It is important to realize that the estimated parameters \(34.55\) and \(-0.95\) are a realization of two random variables – \(\widehat{a}\) and \(\widehat{b}\) (i.e., for another dataset, or another subset of the observations we would obtained different values of the estimated parameters). Thus, we are speaking about random quantities here and, therefore, it is reasonable to inspect some of their statistical properties (such as the corresponding mean parameters, variance of the estimates, or even their full distribution…).
Under normality of error terms \(\varepsilon_i \sim \mathsf{N}(0, \sigma^2)\), we know that \(Y_i | X_i \sim \mathsf{N}(a+bX_i, \sigma^2)\). Moreover, due to \[ w_i := \frac{X_i - \overline{X}_n}{\sum\limits_{j=1}^n\left(X_j - \overline{X}_n\right)^2}, \qquad \widehat{b} = \sum\limits_{i=1}^n Y_i w_i, \qquad \widehat{a} = \overline{Y}_n - \widehat{b} \overline{X}_n = \sum\limits_{i=1}^n Y_i \left(\frac{1}{n} - w_i\overline{X}_n\right) \] we obtain \[ \left. \begin{pmatrix} \widehat{a} \\ \widehat{b} \end{pmatrix} \middle| X_1, \ldots, X_n \sim \mathsf{N}_2\left( \begin{pmatrix} a \\ b \end{pmatrix}, \; \frac{\sigma^2}{\sum\limits_{i=1}^n(X_i - \overline{X}_n)^2} \begin{pmatrix} \frac{1}{n}\sum\limits_{i=1}^n X_i^2 & -\overline{X}_n \\ -\overline{X}_n & 1 \end{pmatrix} \right) \right. . \] Hence, natural estimator of the variance-covariance matrix is obtained by plugging-in the estimate (the residual standard error) for \(\sigma^2\) based on residual sum of squares: \[ \widehat{\sigma}_n^2 = \frac{1}{n-2} \sum\limits_{i=1}^n\left(Y_i - \widehat{a} - \widehat{b}X_i\right)^2. \]
Some of the statistical properties (i.e., the empirical estimates for
the standard errors of the estimates) and other useful quantities (\(R^2\) statistic and \(F\)-statistic) can be obtained by
summary():
(sum.lm.fit <- summary(lm.fit))
##
## Call:
## lm(formula = medv ~ lstat, data = Boston)
##
## Residuals:
## Min 1Q Median 3Q Max
## -15.168 -3.990 -1.318 2.034 24.500
##
## Coefficients:
## Estimate Std. Error t value Pr(>|t|)
## (Intercept) 34.55384 0.56263 61.41 <2e-16 ***
## lstat -0.95005 0.03873 -24.53 <2e-16 ***
## ---
## Signif. codes: 0 '***' 0.001 '**' 0.01 '*' 0.05 '.' 0.1 ' ' 1
##
## Residual standard error: 6.216 on 504 degrees of freedom
## Multiple R-squared: 0.5441, Adjusted R-squared: 0.5432
## F-statistic: 601.6 on 1 and 504 DF, p-value: < 2.2e-16
We can use the names() function in order to find out
what other pieces of information are stored in lm.fit.
━━━━━━━━
**WORK TO COMPLETE**
1. Rewrite the linear regression excerpt from "## (Intercept) 34.55384" to "stored in lm.fit.", changing "degrees of freedom" to "df".
2. Decide whether each statement agrees with the linear regression excerpt. Answer yes or no for each and quote the deciding words. (a) The residual standard error is reported on 504 degrees of freedom. (b) The estimated coefficient for lstat is positive. (c) The adjusted R-squared is 0.5441.
3. Carry on the linear regression excerpt after its last sentence.

(Saved data entries)
━━━━━━━━
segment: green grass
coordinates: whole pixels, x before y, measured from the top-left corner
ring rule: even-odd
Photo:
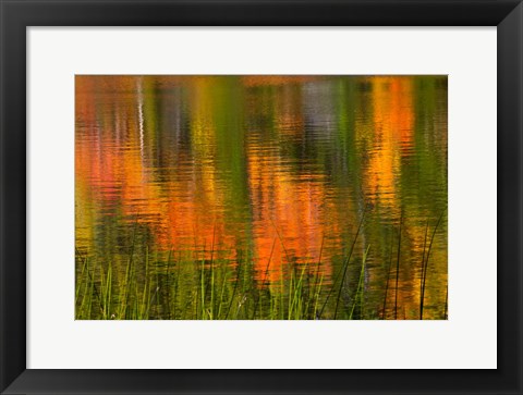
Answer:
[[[433,248],[436,224],[428,248],[424,247],[419,279],[423,319],[427,283],[428,256]],[[215,248],[205,251],[150,252],[147,246],[137,248],[136,237],[124,261],[107,261],[76,250],[75,318],[77,320],[354,320],[387,319],[387,298],[391,282],[392,258],[384,264],[381,288],[376,287],[369,306],[370,286],[366,283],[369,245],[358,240],[364,223],[362,218],[345,258],[340,258],[332,275],[321,271],[321,251],[316,261],[296,263],[282,244],[279,281],[269,281],[270,257],[262,273],[255,268],[248,249],[236,251],[234,263],[220,259]],[[393,305],[389,312],[398,317],[398,276],[401,245],[398,232],[397,273]],[[136,230],[135,230],[136,233]],[[427,237],[425,237],[425,244]],[[358,244],[360,243],[360,244]],[[358,248],[355,248],[356,245]],[[360,246],[362,248],[360,248]],[[392,247],[392,239],[391,239]],[[355,250],[360,254],[355,254]],[[205,254],[204,254],[205,252]],[[390,248],[392,257],[392,248]],[[205,257],[210,257],[205,259]],[[114,258],[117,259],[117,258]],[[275,274],[275,273],[272,273]],[[385,282],[385,277],[387,281]],[[256,280],[257,279],[257,280]],[[376,284],[374,284],[376,285]],[[393,286],[393,285],[392,285]],[[446,289],[445,289],[446,292]],[[390,296],[392,296],[390,295]],[[447,298],[447,296],[446,296]],[[381,307],[382,306],[382,307]],[[441,318],[447,318],[447,300]]]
━━━━━━━━
**EXPECTED RESULTS**
1.
## (Intercept) 34.55384 0.56263 61.41 <2e-16 ***
## lstat -0.95005 0.03873 -24.53 <2e-16 ***
## ---
## Signif. codes: 0 '***' 0.001 '**' 0.01 '*' 0.05 '.' 0.1 ' ' 1
##
## Residual standard error: 6.216 on 504 df
## Multiple R-squared: 0.5441, Adjusted R-squared: 0.5432
## F-statistic: 601.6 on 1 and 504 DF, p-value: < 2.2e-16
We can use the names() function in order to find out
what other pieces of information are stored in lm.fit.

2.
(a) Yes: "Residual standard error: 6.216 on 504 degrees of freedom"
(b) No: "lstat -0.95005"
(c) No: "Adjusted R-squared: 0.5432"

3.
Although we can extract these quantities by name,
e.g. lm.fit$coefficients, it is safer to use the extractor
functions like coef() to access them.
names(lm.fit)
## [1] "coefficients" "residuals" "effects" "rank" "fitted.values" "assign"
## [7] "qr" "df.residual" "xlevels" "call" "terms" "model"
lm.fit$coefficients
## (Intercept) lstat
## 34.5538409 -0.9500494
coef(lm.fit)
## (Intercept) lstat
## 34.5538409 -0.9500494
It is important to realize, that the estimates \(\widehat{a}\) and \(\widehat{b}\) are random variables. They have the corresponding variances \(\mathsf{var} (\widehat{a})\) and \(\mathsf{var} (\widehat{b})\) but the values that we see in the table above are just the estimates of (the square roots of) these theoretical quantities – thus, mathematically correctly, we should use the notation \[ \widehat{\mathsf{var}(\widehat{a})} \approx 0.5626^2 \qquad\text{and}\qquad \widehat{\mathsf{var}(\widehat{b})} \approx 0.03873^2 \] The values in the table (second column) are the estimates for the true standard errors of \(\widehat{a}\) and \(\widehat{b}\) (because we do not now the true variance, or standard error respectively, of the error terms \(\varepsilon_i\) in the underlying model \(Y_i = a + b X_i + \varepsilon_i\), where we only assume that \(\varepsilon_i \sim (0, \sigma^2)\)).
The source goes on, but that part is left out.